Court of Appeals of Texas, Second District, Fort Worth

June 29, 2017

IN THE INTEREST OF G.G., A CHILD

         FROM THE 16TH DISTRICT COURT OF DENTON COUNTY TRIAL COURT NO. 2012-10883-16

          PANEL: MEIER, SUDDERTH, and PITTMAN, JJ.

          MEMORANDUM OPINION [1]

          BILL MEIER JUSTICE

         In three issues, Appellant S.G. (Father) appeals from an order holding him in contempt for failing to pay child support, granting Appellee T.G. (Mother) a judgment for arrearages, and suspending commitment. We will affirm.

         The trial court signed a final decree of divorce on August 7, 2013, dissolving the marriage between Mother and Father. Among other things, the decree ordered Father to pay Mother monthly child support in the amount of $643.00 beginning on January 1, 2012, approximately nineteen months before the divorce decree was signed. Several years later, Mother filed a motion to enforce the support order, seeking to hold Father in contempt for failing to pay child support over the course of numerous months, including from January 2012 to August 2013-the nineteen-month period before the trial court signed the divorce decree. After a hearing, the trial court signed an order on April 19, 2016, (i) holding Father in criminal contempt for failing to comply with his child-support obligation; (ii) ordering him confined in county jail for 180 days for each separate violation; (iii) suspending the confinement and placing Father on community supervision for 120 months, conditioned upon his making monthly arrearage payments; and (iv) awarding Mother a judgment for arrearages in the amount of $20, 201.66 plus interest. The trial court held Father in contempt not only for failing to pay child support for certain months after August 2013, but also for each month between January 2012 and August 2013.

         In his first issue, Father argues that the April 19, 2016 order is void because the trial court could not have found him in contempt for failing to comply with any purported support obligations before the divorce decree was signed, i.e., from January 2012 to August 2013. Insofar as Father specifically challenges the contempt order, we lack jurisdiction to consider the issue. See In re A.T., No. 02-16-00283-CV, 2016 WL 7010935, at *1 (Tex. App.-Fort Worth Dec. 1, 2016, no pet.) (mem. op.) ("Decisions in contempt proceedings cannot be reviewed on appeal because contempt orders are not appealable, even when appealed along with a judgment that is appealable.") (quoting In re Office of Attorney Gen. of Tex., 215 S.W.3d 913, 915 (Tex. App.-Fort Worth 2007, orig. proceeding)). To the extent that Father's issue somehow implicates the judgment for arrearages, his argument is unpersuasive. See In re B.A.T., No. 05-10-00593-CV, 2010 WL 3991426, at *1 (Tex. App.-Dallas Oct. 11, 2010, no pet.) (mem. op.) ("Although a party may not challenge a judgment of contempt by direct appeal, a party may appeal a final arrearage order provided the notice of appeal is timely filed.").

- [ENTRIES]:
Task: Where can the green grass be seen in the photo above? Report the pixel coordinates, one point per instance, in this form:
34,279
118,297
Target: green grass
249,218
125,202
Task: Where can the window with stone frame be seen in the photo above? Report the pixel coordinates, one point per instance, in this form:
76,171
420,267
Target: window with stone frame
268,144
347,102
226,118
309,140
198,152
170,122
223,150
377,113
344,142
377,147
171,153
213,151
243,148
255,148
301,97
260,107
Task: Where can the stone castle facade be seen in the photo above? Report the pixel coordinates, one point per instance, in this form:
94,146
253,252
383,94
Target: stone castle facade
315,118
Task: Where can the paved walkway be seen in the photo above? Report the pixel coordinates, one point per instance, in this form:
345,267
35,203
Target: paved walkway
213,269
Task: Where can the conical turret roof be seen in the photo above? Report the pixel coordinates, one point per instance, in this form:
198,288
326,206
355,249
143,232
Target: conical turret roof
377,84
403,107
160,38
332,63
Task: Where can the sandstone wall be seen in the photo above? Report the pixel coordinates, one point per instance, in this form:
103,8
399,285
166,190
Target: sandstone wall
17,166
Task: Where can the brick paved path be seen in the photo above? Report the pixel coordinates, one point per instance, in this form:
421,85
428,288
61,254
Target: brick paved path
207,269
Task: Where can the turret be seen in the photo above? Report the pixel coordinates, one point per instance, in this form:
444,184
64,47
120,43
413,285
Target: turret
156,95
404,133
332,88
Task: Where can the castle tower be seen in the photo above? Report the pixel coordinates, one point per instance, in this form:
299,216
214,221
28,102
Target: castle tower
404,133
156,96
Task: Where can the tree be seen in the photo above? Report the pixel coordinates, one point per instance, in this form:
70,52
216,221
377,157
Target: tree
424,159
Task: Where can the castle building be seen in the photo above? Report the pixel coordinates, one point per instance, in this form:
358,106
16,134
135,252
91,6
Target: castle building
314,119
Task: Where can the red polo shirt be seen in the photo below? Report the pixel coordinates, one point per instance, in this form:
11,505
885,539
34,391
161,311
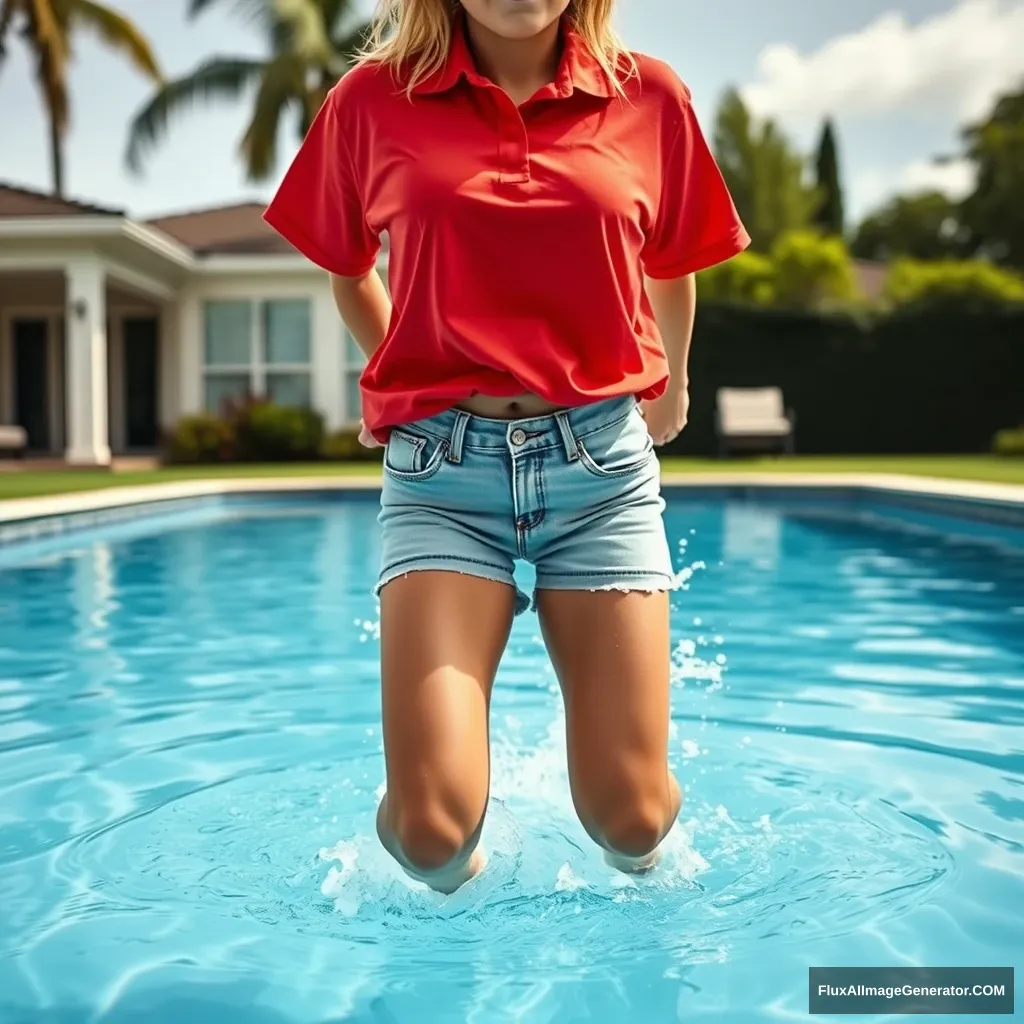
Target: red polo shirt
519,237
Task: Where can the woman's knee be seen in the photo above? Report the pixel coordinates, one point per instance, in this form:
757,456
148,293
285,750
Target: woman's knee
632,823
430,836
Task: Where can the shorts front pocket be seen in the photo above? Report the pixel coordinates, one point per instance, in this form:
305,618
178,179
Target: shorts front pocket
410,456
619,449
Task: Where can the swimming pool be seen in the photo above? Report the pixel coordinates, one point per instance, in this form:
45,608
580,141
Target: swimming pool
190,761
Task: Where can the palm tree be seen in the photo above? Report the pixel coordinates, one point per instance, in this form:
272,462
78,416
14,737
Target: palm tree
311,44
47,28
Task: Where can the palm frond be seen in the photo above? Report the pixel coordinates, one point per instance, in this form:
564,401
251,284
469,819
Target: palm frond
219,78
7,8
283,85
119,33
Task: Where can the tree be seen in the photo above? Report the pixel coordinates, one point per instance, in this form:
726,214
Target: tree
829,216
48,27
812,271
311,44
748,279
764,174
993,213
804,270
921,226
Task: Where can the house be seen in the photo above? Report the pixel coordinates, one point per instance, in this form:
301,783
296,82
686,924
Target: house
112,328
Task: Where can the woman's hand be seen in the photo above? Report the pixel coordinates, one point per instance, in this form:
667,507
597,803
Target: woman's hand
667,416
367,439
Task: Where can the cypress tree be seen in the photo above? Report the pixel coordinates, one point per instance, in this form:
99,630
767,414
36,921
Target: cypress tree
829,217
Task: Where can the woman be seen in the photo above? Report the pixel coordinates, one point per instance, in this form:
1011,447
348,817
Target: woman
548,198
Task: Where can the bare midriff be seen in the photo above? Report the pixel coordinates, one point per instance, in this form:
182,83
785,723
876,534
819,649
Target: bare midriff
520,407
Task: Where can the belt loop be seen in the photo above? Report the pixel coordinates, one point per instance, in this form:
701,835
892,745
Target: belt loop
458,436
568,438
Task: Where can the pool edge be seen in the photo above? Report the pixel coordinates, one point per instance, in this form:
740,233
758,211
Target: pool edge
22,509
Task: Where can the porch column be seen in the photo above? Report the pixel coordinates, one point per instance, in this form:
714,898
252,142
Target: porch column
88,440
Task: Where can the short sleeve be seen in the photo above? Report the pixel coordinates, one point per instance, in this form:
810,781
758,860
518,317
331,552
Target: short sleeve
318,206
696,224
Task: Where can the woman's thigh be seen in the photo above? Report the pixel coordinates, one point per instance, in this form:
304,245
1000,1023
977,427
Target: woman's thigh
611,652
442,635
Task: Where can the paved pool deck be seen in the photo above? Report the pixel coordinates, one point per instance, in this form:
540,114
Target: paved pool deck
24,509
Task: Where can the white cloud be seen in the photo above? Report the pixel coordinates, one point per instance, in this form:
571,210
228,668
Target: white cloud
955,178
953,62
871,186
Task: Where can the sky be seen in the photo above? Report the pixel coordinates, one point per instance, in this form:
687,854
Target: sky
899,78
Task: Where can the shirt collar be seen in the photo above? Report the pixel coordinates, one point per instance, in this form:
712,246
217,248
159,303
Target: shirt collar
578,69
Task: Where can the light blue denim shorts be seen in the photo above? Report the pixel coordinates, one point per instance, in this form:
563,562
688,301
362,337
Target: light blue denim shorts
576,494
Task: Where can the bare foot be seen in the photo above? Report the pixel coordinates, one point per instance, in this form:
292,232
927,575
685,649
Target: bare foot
449,880
633,865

- [STATED EXERCISE A]: From the Texas child-support appeal opinion, reproduce word for word the passage starting with "MEMORANDUM OPINION [1]" and going on through "We will affirm.".
- [STATED EXERCISE B]: Pick up the Texas child-support appeal opinion where it stops and write what follows.

- [EXERCISE RESULT A]:
MEMORANDUM OPINION [1]

          BILL MEIER JUSTICE

         In three issues, Appellant S.G. (Father) appeals from an order holding him in contempt for failing to pay child support, granting Appellee T.G. (Mother) a judgment for arrearages, and suspending commitment. We will affirm.

- [EXERCISE RESULT B]:
         The record demonstrates that Father represented himself in the underlying divorce proceeding; that he prepared the divorce decree that the trial court ultimately signed on August 7, 2013, including the provision requiring Father to begin making monthly child support payments in January 2012; and that Father never made any attempt to modify or correct the supposedly erroneous January 2012 date. At the hearing on Mother's enforcement action, the trial court explained,

First of all, as I explained to both lawyers, the fact that this divorce was handled by the parties pro se, and the fact that a date was included for which child support should start that was prior to the date that the final decree was entered, in and of itself, does not make that invalid.
If it was a mistake, then that is a risk that anyone undertakes if they're going to represent themselves. If a lawyer had handled that, and there was a mistake, I would presume a lawyer would have gotten that corrected. Here we are four years later. It wasn't corrected. It is what the . . . final decree says.

         The trial court's statements were spot on. Courts construe orders and judgments under the same rules of interpretation as those applied to other written instruments. Payless Cashways, Inc. v. Hill, 139 S.W.3d 793, 795 (Tex. App.-Dallas 2004, no pet.). If an order is unambiguous, it must be construed in light of the literal meaning of the language used. Id.

         The divorce decree unambiguously ordered Father to begin paying Mother child support on January 1, 2012. If Father thought the date was erroneous, then he should have taken steps to correct it, but he never did, and seeking to avoid its effect for the first time in a separate enforcement action is akin to launching an impermissible collateral attack against an otherwise valid judgment. See Akers v. Simpson, 445 S.W.2d 957, 959 (Tex. 1969) ("A collateral attack on a judgment is an attempt to avoid its binding force in a proceeding not instituted for such purpose."). The trial court had no option but to construe the plain language of the divorce decree as it did. We overrule Father's first issue.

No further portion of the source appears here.